Your objective ▸ Line by line, transcribe the data shown below.

-- Entries shown follows --

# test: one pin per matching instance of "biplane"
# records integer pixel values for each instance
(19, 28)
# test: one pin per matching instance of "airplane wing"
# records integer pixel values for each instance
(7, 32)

-- Entries shown concluded --

Response to this exercise ▸
# test: one pin per matching instance of "biplane"
# records integer pixel values for each instance
(19, 28)
# test: one pin per matching instance of "airplane wing"
# records integer pixel values for each instance
(7, 32)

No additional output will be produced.